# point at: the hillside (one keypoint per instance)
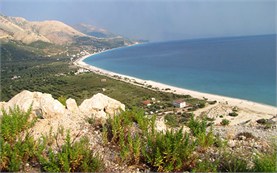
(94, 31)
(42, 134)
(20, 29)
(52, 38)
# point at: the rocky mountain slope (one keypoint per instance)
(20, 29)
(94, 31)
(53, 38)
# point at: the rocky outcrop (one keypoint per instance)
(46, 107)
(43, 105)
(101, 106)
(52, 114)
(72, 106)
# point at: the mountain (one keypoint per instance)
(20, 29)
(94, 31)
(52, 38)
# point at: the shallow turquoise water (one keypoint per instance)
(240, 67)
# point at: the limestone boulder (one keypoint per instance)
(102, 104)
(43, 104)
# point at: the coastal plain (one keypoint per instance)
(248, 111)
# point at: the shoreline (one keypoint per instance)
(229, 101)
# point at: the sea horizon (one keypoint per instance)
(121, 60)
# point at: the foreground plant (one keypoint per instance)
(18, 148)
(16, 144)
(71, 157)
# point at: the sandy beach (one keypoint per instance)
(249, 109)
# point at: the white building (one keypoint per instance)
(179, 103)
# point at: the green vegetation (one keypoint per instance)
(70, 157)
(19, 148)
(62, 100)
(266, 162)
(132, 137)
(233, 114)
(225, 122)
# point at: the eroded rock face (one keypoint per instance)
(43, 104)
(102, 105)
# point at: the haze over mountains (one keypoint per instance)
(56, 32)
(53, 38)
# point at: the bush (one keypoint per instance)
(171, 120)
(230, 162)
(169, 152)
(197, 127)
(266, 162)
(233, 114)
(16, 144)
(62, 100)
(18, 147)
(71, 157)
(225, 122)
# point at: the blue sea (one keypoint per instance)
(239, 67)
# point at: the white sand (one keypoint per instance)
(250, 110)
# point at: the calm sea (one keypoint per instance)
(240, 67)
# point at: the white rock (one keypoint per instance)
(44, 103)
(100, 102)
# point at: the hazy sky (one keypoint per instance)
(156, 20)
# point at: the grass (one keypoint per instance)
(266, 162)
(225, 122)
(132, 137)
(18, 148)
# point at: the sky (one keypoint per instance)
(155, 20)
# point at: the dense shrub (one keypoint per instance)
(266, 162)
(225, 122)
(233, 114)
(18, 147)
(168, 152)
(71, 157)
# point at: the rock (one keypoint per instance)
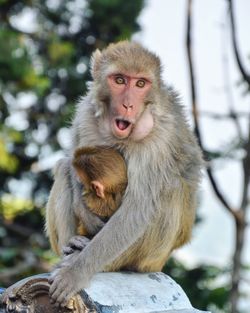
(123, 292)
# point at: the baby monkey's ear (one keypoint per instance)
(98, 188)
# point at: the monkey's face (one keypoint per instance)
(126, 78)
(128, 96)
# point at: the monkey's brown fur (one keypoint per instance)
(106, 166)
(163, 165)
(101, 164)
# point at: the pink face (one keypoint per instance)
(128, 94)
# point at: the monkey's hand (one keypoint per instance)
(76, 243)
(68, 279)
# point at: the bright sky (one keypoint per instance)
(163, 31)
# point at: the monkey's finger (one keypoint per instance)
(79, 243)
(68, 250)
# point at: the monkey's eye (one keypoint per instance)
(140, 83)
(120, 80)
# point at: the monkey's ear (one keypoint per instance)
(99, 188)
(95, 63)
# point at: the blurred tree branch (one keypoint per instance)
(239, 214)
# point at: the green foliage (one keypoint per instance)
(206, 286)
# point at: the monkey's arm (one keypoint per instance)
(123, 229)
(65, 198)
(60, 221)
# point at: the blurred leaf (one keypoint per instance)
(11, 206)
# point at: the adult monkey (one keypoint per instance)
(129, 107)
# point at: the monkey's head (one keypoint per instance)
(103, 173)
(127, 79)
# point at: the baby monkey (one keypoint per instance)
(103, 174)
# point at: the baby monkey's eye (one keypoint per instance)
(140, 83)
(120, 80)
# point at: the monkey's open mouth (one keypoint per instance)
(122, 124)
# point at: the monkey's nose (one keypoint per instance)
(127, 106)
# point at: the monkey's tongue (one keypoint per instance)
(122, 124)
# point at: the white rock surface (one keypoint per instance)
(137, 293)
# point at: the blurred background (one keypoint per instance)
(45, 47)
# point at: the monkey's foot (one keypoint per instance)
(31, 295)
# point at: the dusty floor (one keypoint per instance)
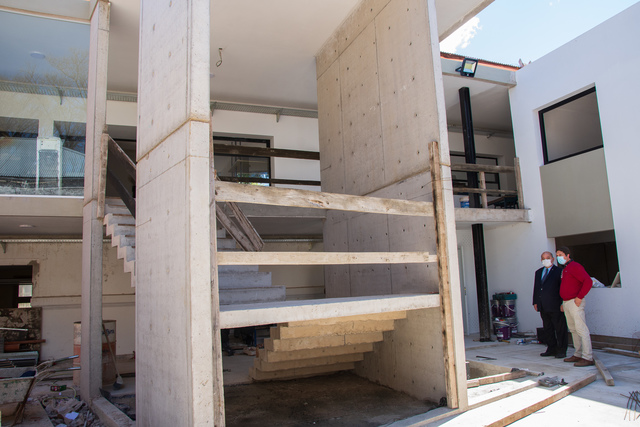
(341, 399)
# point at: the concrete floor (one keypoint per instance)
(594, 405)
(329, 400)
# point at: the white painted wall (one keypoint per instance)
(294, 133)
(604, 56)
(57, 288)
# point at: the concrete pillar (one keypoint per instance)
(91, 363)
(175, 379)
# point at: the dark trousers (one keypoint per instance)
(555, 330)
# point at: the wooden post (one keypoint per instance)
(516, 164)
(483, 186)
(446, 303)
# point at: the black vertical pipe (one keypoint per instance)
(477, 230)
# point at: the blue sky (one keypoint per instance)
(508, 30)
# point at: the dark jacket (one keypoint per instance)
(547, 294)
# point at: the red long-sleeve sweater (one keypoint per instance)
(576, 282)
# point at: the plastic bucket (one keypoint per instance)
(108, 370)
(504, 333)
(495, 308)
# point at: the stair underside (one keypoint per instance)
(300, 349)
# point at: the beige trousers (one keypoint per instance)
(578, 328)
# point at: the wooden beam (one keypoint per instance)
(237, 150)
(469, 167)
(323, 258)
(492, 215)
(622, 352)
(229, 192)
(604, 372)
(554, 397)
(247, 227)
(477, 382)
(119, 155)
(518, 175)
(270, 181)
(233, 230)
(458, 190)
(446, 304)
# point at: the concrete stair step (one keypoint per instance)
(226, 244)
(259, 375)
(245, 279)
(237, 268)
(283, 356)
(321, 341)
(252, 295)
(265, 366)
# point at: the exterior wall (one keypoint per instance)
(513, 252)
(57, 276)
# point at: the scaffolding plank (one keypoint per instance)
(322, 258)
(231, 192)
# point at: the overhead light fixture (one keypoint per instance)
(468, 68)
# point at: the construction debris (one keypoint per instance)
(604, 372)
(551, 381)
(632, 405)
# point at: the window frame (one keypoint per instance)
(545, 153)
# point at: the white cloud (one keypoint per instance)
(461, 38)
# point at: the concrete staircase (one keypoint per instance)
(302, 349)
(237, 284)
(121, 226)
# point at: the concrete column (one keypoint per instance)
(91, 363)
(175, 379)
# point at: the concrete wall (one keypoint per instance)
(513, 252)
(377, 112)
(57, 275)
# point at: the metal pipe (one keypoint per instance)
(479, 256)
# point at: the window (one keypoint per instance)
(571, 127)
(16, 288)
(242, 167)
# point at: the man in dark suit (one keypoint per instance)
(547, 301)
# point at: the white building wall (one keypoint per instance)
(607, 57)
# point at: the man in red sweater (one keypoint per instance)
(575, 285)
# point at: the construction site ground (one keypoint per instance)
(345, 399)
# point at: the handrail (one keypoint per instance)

==================================================

Task description - Find "# point at: the concrete staircase" in the data above, then repeat that line and all lines after it exactly, ending with the final line.

The output -
# point at: the concrete staircase (one keypoint per instance)
(302, 349)
(237, 284)
(121, 226)
# point at: the concrete column (one keypoint per instance)
(91, 363)
(175, 379)
# point at: the concrete wall (one keypoint per instance)
(513, 252)
(377, 112)
(57, 275)
# point at: the metal pipe (one keypoint per instance)
(479, 256)
# point at: the window (one keypoint per instance)
(571, 127)
(16, 288)
(242, 167)
# point at: the man in dark suit (one keypoint per instance)
(547, 301)
# point at: the white building wall (one keypoint per instance)
(607, 57)
# point at: the man in red sweater (one keypoint per instance)
(575, 285)
# point at: the construction site ground (one keypoint per instance)
(345, 399)
# point at: the handrail (one keypoint per instance)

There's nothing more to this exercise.